:: Excerpt provided ::

How much sleep do you really need?

How much sleep do you really need?

90% of American adults prioritize other aspects of their daily life over sleep. We get it. If you stay up just a few minutes longer, you can finish the project. If you set your alarm just an hour earlier, you can make it to the gym before work. We used to think like that too. But once you know how good your mind and body can feel, there’s no turning back. Read on to learn about sleep and the value of clocking quality time in bed.

What is sleep?

We know we do it. We know it’s important. We know we’re not the most pleasant versions of ourselves when we don’t get enough of it. But what exactly is sleep? We called in our old friend Merriam-Webster to weigh in:

Sleep (noun): the natural periodic suspension of consciousness during which the powers of the body are restored.

We’re pretty sure we’re not the only ones that start daydreaming about supernatural powers after reading that definition. But we’ll try to focus. The key takeaway is that sleep is a natural way to restore your body.

While you’re awake, your body is generally in a catabolic state, which breaks you down. Sleep, on the other hand, is an anabolic state during which your body rebuilds and repairs itself. It’s when your body’s immune, skeletal, and muscular systems are rejuvenated. Ensuring our body spends enough quality time in this anabolic state is critical to its ability to recover and function at full capacity the following day.

Why is sleep important?

It’s easy to let your busy schedule dictate how much sleep you get. But once you learn about the consequences of sleep deprivation and the benefits associated with sleep, you too will start to prioritize quality ZZZs.

After 24 hours of sleep deprivation, there’s a drop in the amount of glucose reaching your brain. Thinking and memory are closely linked to glucose levels, so this drop sets up your brain to make subpar decisions. You may feel irritable, struggle to comprehend information at work, or reach for that bag of potato chips you usually avoid. The consequences of chronic sleep deprivation are much more severe. Think: increased risks of cancer, obesity, depression, memory loss, and decreased immunity (to name a few).

As you sleep, your body and brain recover from the day’s activities and recharge. Spending enough time between the sheets helps fortify your immune system, heal damaged cells, increase physical energy, and improve brain function. Quality sleep has also been linked to a more youthful appearance, successful weight loss and management, decreased stress, better memory, a decreased risk of cardiovascular disease, and longevity. We guess what we’re trying to say is: sleep is kind of a big deal.

How much sleep do you really need?

Adults should aim for seven to nine hours of quality sleep nightly. No ifs, ands, or buts about it.

:::
:: Supplied records ::

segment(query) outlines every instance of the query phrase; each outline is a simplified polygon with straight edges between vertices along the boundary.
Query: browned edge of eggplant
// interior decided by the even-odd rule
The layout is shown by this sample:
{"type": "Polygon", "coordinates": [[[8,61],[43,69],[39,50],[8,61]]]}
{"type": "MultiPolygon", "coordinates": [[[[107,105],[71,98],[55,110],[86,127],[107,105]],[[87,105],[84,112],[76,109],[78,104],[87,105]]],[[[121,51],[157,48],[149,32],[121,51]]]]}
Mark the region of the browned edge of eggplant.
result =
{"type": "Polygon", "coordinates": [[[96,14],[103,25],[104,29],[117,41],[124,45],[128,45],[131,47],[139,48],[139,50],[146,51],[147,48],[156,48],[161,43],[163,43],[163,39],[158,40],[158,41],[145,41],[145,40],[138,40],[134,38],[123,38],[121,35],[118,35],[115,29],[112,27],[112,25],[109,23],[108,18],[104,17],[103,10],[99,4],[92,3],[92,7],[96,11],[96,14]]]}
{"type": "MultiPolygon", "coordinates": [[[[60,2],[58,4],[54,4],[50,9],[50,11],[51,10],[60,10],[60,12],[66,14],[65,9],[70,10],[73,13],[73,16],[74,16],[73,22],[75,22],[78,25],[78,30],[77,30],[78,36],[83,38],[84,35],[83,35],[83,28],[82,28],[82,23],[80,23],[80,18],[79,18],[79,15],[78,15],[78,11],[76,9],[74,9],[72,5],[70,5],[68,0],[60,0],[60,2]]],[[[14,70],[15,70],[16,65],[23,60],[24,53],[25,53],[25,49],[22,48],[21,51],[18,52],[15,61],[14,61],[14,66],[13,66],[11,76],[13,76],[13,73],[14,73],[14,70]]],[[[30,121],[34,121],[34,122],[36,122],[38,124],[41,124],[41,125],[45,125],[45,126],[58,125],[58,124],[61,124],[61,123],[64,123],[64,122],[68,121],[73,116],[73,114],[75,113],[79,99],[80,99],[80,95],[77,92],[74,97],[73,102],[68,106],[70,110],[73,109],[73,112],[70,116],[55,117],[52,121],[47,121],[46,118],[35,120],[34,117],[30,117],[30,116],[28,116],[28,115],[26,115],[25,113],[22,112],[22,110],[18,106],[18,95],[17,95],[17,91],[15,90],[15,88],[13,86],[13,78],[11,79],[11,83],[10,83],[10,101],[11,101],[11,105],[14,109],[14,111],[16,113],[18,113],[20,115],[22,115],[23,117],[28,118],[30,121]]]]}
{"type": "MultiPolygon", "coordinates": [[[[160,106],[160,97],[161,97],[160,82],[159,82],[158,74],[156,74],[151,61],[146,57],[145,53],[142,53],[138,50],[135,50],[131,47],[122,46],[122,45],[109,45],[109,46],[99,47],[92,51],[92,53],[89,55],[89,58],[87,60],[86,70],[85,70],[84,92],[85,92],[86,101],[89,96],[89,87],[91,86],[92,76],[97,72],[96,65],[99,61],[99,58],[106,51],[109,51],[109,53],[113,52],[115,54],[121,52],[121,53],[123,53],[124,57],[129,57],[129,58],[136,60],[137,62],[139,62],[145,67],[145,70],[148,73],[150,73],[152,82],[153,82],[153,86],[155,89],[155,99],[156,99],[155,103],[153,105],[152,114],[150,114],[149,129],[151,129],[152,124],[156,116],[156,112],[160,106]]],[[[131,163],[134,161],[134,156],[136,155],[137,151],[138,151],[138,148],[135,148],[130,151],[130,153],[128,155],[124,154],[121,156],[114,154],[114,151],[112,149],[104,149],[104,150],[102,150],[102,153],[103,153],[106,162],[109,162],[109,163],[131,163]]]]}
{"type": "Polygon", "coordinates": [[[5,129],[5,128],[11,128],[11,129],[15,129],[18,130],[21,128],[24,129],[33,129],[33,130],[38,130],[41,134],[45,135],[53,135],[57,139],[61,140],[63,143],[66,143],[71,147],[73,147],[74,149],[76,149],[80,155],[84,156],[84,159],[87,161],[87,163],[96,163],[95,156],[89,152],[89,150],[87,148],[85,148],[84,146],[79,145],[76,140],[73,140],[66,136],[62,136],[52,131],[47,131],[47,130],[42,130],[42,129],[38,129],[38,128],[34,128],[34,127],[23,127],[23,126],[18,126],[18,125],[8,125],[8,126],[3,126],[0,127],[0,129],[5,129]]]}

:::

▸ **What you need to do**:
(A) According to the sleep article, how many hours of quality sleep should adults aim for each night?
(B) Reproduce the passage of the sleep article starting with "As you sleep, your" and going on through "a big deal.".

▸ **Completed exercise**:
(A) Seven to nine hours of quality sleep nightly.

(B)
As you sleep, your body and brain recover from the day’s activities and recharge. Spending enough time between the sheets helps fortify your immune system, heal damaged cells, increase physical energy, and improve brain function. Quality sleep has also been linked to a more youthful appearance, successful weight loss and management, decreased stress, better memory, a decreased risk of cardiovascular disease, and longevity. We guess what we’re trying to say is: sleep is kind of a big deal.